[Shape boundary entries]
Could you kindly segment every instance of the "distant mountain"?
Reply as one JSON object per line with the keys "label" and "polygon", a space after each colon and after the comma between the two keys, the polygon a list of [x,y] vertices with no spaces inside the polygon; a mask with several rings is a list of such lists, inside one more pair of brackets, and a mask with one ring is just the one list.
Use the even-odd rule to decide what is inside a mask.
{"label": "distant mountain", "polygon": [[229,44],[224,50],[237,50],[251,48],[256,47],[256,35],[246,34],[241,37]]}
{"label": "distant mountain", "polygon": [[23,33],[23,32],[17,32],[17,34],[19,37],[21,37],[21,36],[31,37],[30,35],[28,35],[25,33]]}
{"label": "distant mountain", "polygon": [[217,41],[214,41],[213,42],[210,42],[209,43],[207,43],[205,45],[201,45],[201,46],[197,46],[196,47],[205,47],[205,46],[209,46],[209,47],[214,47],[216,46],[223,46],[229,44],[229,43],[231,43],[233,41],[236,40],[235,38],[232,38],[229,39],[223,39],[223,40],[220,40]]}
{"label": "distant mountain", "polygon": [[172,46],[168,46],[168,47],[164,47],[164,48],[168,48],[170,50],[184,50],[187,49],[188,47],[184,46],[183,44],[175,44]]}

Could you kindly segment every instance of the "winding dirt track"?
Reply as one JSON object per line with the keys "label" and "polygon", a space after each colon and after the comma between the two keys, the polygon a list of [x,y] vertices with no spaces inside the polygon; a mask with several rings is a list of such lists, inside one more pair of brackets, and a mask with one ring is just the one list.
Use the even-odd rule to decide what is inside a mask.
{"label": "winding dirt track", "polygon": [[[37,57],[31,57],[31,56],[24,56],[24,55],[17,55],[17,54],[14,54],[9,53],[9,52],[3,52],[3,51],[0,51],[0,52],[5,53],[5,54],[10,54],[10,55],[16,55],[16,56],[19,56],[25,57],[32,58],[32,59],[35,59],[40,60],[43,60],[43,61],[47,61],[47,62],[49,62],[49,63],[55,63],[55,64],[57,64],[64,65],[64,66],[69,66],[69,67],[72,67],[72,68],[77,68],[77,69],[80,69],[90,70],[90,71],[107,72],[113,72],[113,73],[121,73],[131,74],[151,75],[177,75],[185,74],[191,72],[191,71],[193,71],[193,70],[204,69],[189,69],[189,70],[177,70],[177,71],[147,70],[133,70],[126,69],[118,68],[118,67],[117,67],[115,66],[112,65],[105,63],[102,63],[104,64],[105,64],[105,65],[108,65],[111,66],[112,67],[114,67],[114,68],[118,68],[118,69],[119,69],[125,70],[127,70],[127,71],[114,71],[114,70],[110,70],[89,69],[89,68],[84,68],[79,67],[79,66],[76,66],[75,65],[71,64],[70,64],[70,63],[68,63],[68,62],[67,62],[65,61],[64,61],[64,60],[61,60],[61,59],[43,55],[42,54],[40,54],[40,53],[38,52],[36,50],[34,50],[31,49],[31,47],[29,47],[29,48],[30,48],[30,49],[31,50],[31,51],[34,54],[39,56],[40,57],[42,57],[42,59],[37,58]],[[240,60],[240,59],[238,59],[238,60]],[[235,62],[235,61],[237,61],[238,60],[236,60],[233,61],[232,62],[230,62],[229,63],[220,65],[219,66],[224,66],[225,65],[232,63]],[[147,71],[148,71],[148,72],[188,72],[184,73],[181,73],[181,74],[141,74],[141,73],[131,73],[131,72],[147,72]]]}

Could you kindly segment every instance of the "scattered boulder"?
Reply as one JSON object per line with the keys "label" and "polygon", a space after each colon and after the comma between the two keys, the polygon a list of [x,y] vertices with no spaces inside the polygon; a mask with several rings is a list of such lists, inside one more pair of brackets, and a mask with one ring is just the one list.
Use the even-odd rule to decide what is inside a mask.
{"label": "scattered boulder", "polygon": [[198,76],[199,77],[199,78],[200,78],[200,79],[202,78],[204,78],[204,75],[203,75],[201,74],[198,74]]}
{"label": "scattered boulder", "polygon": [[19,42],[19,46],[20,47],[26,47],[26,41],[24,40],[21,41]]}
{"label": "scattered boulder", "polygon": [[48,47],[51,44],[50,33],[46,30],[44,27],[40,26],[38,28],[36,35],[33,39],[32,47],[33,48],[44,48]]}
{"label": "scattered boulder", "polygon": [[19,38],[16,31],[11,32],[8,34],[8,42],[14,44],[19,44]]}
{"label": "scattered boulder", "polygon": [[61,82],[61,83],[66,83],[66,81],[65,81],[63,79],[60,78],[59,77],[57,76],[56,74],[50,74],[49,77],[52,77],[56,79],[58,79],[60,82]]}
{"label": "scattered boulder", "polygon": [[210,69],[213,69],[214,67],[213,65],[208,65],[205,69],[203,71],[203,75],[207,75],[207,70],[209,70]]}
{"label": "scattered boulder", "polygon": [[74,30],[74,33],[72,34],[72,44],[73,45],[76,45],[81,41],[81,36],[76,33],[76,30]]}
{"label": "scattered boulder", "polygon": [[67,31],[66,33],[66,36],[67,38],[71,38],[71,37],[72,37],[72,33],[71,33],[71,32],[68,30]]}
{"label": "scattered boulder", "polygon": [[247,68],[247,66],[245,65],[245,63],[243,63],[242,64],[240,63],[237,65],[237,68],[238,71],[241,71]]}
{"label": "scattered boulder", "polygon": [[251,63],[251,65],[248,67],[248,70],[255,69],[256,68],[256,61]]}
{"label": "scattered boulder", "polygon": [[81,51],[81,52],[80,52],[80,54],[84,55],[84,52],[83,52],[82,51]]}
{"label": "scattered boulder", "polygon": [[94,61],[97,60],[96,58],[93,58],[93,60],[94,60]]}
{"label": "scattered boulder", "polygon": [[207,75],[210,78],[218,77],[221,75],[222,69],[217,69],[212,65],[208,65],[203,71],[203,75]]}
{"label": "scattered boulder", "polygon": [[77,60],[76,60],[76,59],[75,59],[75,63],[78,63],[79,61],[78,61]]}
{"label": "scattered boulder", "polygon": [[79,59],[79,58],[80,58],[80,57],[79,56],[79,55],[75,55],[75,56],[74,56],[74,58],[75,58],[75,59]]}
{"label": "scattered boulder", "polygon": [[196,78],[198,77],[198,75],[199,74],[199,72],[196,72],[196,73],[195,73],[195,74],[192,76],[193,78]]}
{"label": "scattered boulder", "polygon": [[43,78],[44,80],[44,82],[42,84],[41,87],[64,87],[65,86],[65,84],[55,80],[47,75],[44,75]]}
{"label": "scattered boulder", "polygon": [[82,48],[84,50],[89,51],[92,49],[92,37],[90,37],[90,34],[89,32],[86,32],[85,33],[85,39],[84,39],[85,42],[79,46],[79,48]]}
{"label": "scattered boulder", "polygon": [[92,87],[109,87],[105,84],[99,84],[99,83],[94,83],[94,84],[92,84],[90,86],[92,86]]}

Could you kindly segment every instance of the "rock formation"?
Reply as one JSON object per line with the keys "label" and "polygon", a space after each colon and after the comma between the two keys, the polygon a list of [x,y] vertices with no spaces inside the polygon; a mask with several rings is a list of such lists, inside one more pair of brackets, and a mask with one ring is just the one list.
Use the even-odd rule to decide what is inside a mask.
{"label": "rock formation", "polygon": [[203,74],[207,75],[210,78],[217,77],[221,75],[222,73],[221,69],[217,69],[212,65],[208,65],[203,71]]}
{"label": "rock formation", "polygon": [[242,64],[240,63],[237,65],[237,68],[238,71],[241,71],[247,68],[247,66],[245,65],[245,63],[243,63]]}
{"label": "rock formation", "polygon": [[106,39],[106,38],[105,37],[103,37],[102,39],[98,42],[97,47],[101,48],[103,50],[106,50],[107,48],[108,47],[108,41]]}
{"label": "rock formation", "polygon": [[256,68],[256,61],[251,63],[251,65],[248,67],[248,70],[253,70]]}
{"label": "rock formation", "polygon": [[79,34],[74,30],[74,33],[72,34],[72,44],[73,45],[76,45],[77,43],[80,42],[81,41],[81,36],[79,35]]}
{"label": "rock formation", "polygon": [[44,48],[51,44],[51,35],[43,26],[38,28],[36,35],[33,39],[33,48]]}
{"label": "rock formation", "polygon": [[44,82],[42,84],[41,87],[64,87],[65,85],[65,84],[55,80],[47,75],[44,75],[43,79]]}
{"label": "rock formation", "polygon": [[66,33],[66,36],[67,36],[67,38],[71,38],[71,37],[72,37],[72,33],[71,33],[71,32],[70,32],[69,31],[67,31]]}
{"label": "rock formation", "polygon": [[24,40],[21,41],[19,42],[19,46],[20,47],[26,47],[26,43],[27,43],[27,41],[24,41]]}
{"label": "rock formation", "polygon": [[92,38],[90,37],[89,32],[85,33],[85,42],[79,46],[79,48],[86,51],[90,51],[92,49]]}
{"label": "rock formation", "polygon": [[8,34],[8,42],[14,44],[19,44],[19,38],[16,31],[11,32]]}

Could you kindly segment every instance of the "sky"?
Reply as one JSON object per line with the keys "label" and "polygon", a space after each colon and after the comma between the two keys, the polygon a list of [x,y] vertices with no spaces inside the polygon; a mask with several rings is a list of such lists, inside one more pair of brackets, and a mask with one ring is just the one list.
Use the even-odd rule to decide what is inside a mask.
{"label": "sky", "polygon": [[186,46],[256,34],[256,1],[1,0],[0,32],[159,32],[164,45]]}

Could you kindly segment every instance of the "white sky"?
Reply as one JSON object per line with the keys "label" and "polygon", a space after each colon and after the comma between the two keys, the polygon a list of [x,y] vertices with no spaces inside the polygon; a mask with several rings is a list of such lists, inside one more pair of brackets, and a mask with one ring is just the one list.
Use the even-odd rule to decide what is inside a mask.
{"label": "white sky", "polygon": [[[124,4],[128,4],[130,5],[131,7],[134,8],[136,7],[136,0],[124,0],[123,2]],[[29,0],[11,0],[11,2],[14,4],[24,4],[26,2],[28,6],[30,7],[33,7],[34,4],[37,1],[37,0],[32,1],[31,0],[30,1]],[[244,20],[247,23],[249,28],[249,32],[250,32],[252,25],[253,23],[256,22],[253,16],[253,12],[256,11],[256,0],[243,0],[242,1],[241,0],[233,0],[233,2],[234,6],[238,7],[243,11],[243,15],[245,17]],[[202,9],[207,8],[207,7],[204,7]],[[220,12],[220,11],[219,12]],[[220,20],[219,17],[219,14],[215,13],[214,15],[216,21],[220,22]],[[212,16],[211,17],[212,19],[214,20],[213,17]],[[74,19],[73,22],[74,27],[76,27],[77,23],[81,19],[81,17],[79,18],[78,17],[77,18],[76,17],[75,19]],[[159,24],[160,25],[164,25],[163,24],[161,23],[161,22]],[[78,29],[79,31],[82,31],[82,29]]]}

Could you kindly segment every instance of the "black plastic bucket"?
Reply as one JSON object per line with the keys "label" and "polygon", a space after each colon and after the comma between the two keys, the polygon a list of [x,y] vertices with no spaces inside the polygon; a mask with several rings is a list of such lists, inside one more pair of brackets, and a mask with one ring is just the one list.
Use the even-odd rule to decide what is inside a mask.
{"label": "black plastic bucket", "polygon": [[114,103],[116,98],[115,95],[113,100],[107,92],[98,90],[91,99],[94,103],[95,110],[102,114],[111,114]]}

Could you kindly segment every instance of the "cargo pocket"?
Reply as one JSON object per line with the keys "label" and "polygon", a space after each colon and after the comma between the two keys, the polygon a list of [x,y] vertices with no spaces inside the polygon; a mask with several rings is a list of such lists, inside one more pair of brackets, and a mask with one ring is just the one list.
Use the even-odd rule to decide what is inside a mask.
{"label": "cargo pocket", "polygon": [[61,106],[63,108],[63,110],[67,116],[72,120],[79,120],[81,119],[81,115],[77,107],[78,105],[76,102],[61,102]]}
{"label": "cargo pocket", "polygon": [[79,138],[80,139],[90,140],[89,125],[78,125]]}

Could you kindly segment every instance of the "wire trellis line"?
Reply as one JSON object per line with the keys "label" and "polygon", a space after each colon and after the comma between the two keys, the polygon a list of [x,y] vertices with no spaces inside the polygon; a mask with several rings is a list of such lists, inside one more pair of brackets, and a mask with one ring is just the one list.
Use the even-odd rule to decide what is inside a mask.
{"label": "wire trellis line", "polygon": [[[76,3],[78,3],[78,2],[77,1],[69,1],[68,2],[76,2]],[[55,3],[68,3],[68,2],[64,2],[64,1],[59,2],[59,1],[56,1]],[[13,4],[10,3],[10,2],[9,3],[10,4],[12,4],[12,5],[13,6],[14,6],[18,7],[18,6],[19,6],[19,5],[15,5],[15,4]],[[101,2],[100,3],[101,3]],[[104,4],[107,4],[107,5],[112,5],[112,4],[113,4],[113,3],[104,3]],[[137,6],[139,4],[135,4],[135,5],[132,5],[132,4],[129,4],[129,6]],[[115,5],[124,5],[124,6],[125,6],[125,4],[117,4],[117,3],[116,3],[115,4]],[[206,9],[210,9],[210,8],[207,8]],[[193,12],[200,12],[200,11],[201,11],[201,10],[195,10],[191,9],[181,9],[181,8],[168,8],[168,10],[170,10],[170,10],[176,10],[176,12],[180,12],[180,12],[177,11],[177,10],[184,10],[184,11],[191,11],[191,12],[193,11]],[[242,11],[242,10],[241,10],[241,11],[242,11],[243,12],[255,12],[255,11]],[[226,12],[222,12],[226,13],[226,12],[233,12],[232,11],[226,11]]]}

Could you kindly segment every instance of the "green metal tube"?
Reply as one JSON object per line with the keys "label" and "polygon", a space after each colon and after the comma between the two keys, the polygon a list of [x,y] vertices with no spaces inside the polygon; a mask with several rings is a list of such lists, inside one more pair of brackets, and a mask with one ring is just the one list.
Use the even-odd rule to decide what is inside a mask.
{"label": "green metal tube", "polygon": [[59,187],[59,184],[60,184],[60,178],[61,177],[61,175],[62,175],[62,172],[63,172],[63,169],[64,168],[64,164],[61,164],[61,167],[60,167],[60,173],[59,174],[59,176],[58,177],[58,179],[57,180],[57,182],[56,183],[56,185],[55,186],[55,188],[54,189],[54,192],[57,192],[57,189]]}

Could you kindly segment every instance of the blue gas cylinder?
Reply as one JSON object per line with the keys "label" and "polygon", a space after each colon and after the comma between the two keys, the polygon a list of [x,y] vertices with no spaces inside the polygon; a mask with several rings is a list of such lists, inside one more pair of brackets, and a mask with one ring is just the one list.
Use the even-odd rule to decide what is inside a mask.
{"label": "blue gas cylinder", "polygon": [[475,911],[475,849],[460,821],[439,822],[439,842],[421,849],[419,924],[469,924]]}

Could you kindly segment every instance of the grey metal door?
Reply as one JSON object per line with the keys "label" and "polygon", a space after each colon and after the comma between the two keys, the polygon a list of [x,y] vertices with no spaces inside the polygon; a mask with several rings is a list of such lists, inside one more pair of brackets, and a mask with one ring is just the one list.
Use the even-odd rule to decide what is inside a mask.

WHAT IS REQUIRED
Find every line in the data above that contains the string "pocket" and copy those lines. Case counts.

REPLY TO THE TASK
Could you kindly segment every instance of the "cargo pocket"?
{"label": "cargo pocket", "polygon": [[61,106],[63,108],[63,110],[67,116],[72,120],[79,120],[81,119],[81,115],[77,107],[78,105],[76,102],[61,102]]}
{"label": "cargo pocket", "polygon": [[79,138],[80,139],[90,140],[89,125],[78,125]]}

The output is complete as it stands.